- EXERCISE AIM -
Among the lines of the records, find all that carry the word "plate" and copy them.

____________

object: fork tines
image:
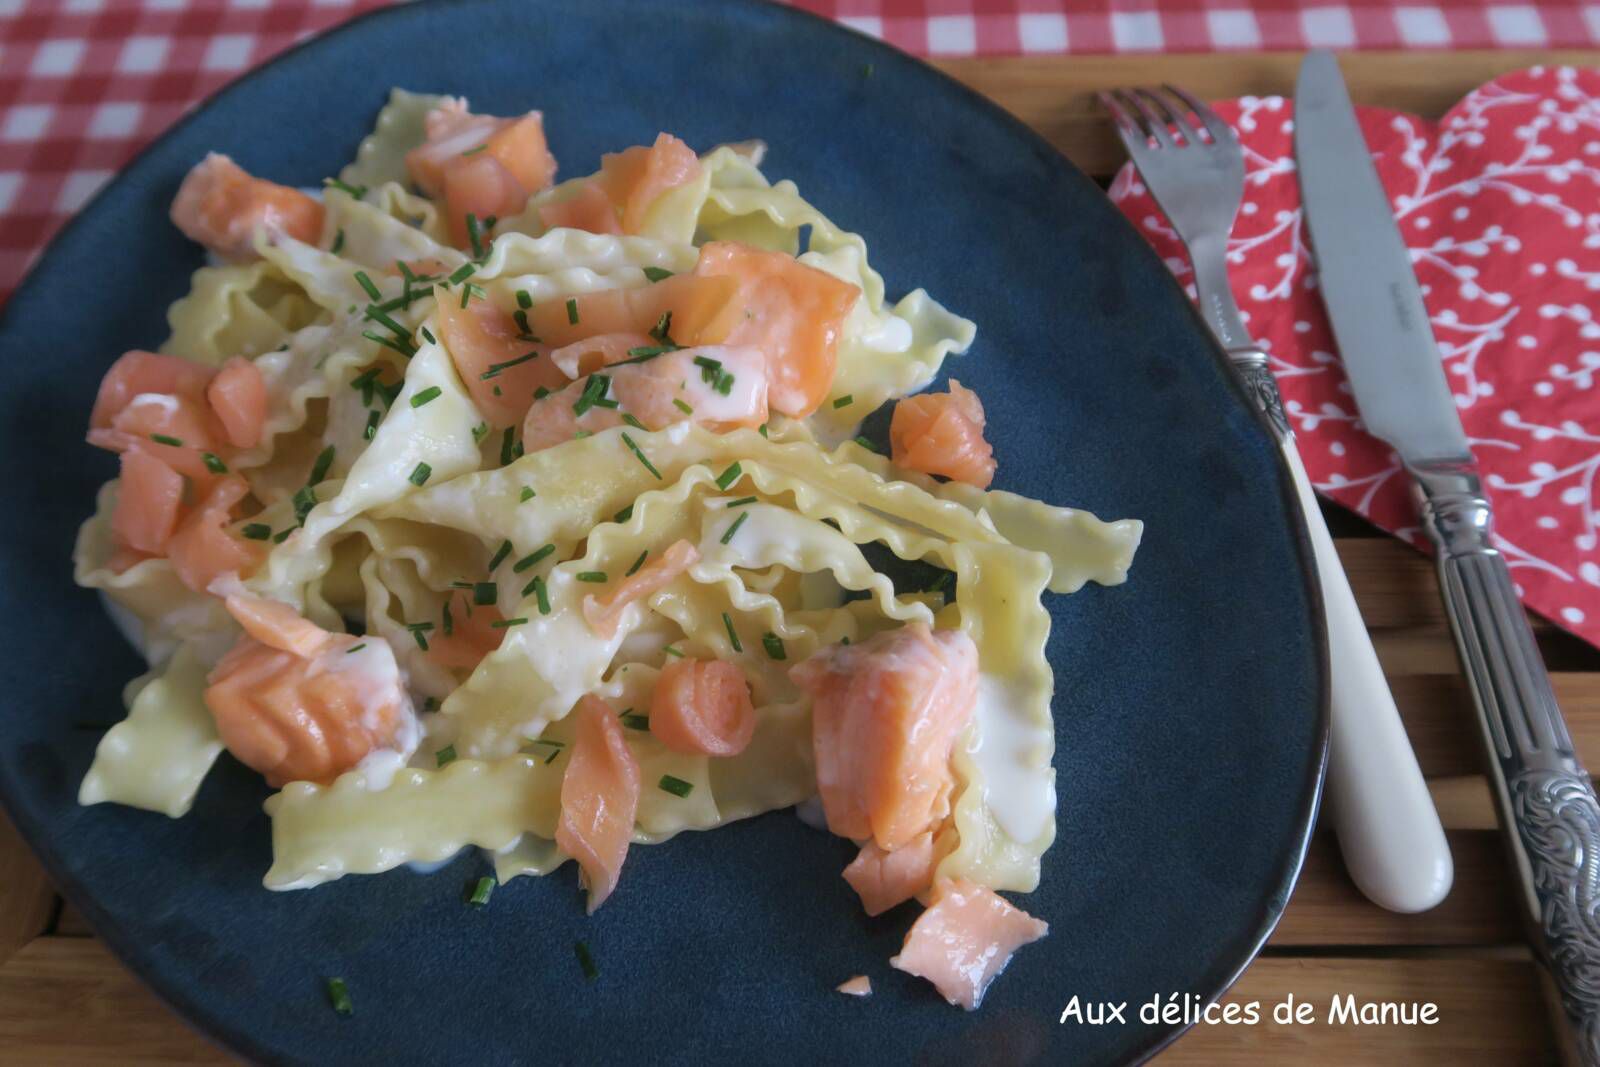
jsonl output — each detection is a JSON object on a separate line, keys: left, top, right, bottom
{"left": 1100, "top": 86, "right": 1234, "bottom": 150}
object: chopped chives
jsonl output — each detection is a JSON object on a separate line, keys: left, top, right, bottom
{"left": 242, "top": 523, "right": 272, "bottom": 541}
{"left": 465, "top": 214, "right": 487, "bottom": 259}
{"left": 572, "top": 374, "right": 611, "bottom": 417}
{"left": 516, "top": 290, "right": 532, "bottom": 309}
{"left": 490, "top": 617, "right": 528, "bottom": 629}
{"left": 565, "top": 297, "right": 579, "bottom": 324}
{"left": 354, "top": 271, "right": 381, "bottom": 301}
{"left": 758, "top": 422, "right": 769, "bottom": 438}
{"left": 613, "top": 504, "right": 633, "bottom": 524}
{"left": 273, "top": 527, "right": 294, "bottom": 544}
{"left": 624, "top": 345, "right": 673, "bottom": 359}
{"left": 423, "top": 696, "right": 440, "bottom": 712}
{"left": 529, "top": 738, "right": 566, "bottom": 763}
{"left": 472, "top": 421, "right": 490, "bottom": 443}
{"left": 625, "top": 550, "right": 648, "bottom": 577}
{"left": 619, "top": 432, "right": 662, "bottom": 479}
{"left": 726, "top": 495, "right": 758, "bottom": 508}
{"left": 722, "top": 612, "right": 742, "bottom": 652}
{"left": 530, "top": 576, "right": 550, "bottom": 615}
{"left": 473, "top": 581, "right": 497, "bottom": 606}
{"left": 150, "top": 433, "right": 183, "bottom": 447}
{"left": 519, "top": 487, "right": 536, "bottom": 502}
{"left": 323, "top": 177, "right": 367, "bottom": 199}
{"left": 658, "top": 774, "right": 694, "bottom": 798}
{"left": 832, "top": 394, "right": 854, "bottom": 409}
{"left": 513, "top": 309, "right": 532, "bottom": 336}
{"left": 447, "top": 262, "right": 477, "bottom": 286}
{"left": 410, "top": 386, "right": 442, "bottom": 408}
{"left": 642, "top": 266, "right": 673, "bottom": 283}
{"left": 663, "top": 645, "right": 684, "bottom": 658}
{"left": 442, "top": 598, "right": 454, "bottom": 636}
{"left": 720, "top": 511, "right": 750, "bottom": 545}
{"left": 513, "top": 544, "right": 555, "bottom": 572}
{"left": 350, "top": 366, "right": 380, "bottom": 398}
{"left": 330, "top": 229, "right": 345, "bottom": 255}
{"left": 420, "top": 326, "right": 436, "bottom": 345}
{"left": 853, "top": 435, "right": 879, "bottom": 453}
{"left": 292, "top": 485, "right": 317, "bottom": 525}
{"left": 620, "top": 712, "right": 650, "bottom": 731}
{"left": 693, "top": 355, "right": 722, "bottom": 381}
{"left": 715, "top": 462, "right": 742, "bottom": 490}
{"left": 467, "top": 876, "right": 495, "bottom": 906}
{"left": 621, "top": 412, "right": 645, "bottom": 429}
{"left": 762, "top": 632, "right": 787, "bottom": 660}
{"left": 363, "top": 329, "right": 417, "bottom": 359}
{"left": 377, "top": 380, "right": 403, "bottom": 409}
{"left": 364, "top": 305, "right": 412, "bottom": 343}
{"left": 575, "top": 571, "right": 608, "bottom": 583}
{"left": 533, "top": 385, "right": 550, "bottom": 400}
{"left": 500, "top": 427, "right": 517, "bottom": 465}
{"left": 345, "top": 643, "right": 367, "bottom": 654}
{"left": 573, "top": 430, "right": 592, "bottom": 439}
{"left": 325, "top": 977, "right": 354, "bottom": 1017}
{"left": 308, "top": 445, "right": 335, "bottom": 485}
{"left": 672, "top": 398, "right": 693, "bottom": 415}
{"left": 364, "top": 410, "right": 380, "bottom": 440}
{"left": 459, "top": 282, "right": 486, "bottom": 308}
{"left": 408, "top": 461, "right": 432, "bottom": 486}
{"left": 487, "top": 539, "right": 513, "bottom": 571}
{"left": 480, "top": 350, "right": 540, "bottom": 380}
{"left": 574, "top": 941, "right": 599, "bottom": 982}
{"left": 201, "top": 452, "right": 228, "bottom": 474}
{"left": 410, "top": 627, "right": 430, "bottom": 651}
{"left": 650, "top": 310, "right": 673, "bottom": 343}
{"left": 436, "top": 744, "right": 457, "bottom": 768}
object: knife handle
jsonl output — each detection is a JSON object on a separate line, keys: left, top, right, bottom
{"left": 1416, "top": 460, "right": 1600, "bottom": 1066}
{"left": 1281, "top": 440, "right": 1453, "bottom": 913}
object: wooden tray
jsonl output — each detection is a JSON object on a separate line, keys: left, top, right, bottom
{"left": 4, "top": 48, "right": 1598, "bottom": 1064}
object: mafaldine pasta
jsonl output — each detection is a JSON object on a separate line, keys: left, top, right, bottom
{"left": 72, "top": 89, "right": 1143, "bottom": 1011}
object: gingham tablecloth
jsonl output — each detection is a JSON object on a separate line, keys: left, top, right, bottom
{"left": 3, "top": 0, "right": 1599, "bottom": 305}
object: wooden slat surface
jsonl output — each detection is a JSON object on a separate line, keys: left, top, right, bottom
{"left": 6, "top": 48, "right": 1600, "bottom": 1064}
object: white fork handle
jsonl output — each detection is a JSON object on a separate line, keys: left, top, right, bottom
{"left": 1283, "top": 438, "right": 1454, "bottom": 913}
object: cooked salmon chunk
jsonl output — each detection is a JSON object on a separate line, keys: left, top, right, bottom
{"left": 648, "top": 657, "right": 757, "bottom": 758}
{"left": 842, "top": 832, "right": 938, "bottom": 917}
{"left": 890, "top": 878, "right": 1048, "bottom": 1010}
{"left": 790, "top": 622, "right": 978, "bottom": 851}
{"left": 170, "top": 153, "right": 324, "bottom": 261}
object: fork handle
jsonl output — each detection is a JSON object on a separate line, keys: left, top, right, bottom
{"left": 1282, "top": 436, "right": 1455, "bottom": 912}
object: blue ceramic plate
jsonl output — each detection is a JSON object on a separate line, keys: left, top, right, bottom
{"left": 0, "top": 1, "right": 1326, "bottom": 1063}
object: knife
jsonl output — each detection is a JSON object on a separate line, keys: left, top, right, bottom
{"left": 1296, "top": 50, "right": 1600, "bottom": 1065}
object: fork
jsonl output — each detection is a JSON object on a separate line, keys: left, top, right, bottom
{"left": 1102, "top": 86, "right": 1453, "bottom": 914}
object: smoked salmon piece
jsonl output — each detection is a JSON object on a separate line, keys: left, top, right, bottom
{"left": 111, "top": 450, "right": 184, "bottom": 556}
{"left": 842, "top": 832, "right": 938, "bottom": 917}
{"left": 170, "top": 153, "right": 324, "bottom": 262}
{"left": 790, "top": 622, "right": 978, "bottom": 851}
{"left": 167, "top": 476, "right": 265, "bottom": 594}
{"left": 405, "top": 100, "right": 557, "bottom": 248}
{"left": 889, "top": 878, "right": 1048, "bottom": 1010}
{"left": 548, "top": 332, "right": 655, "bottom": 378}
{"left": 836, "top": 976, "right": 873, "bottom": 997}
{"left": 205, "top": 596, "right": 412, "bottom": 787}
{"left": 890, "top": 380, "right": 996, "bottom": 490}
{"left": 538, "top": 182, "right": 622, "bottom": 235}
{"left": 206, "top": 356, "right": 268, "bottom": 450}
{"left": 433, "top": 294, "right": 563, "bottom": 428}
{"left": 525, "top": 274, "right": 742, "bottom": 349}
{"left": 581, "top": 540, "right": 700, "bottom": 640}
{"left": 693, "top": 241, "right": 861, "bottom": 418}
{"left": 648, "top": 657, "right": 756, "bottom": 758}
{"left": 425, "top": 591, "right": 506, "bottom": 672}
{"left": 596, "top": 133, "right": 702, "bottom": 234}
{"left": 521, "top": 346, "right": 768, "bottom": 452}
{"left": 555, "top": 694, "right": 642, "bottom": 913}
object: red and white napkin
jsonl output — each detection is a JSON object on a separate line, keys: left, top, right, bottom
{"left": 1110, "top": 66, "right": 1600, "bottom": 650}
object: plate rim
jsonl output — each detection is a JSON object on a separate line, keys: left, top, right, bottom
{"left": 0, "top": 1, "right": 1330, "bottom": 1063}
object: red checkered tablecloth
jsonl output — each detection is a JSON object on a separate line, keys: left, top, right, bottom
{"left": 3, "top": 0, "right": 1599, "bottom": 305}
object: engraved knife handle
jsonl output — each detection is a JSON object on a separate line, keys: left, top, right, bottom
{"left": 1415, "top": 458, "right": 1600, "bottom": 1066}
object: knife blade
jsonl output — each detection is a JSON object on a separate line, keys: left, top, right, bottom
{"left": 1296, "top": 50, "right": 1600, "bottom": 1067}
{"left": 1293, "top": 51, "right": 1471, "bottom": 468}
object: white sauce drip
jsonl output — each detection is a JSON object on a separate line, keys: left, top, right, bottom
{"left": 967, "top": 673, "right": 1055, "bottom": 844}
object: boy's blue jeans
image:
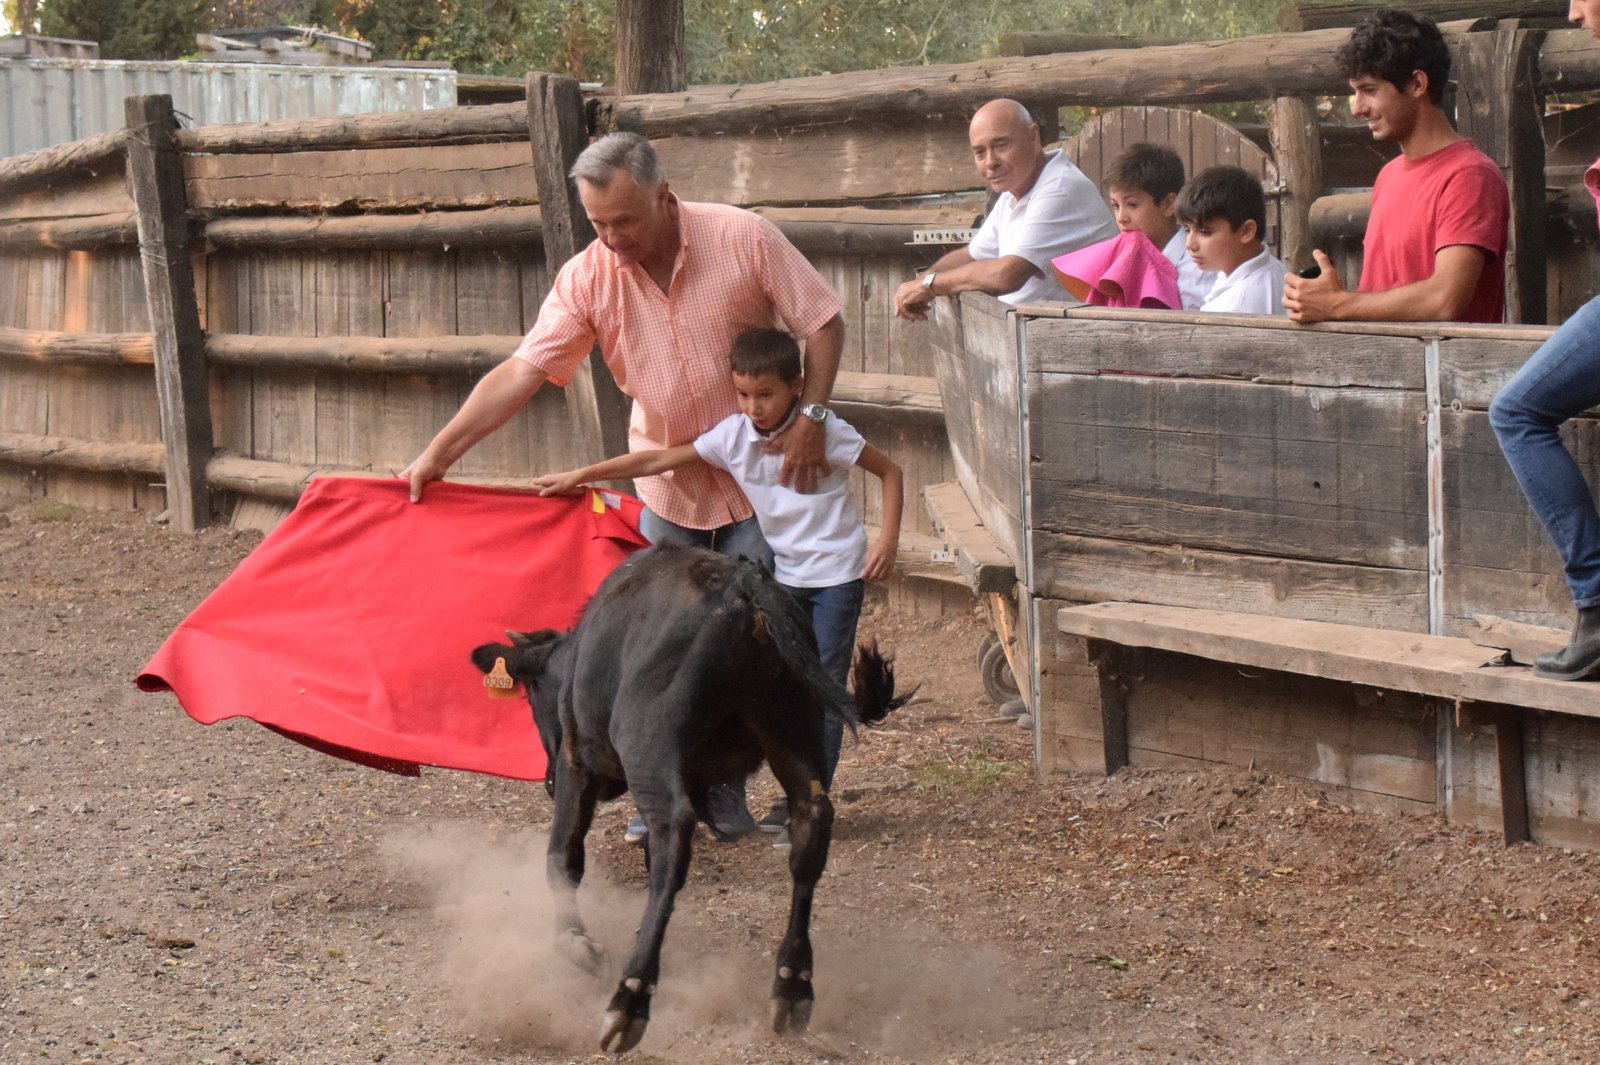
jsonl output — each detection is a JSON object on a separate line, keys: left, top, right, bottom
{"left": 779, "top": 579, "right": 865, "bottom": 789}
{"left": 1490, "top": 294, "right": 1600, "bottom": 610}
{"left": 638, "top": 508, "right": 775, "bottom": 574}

____________

- OUTPUT OF THE TASK -
object: blue ceramic plate
object: plate rim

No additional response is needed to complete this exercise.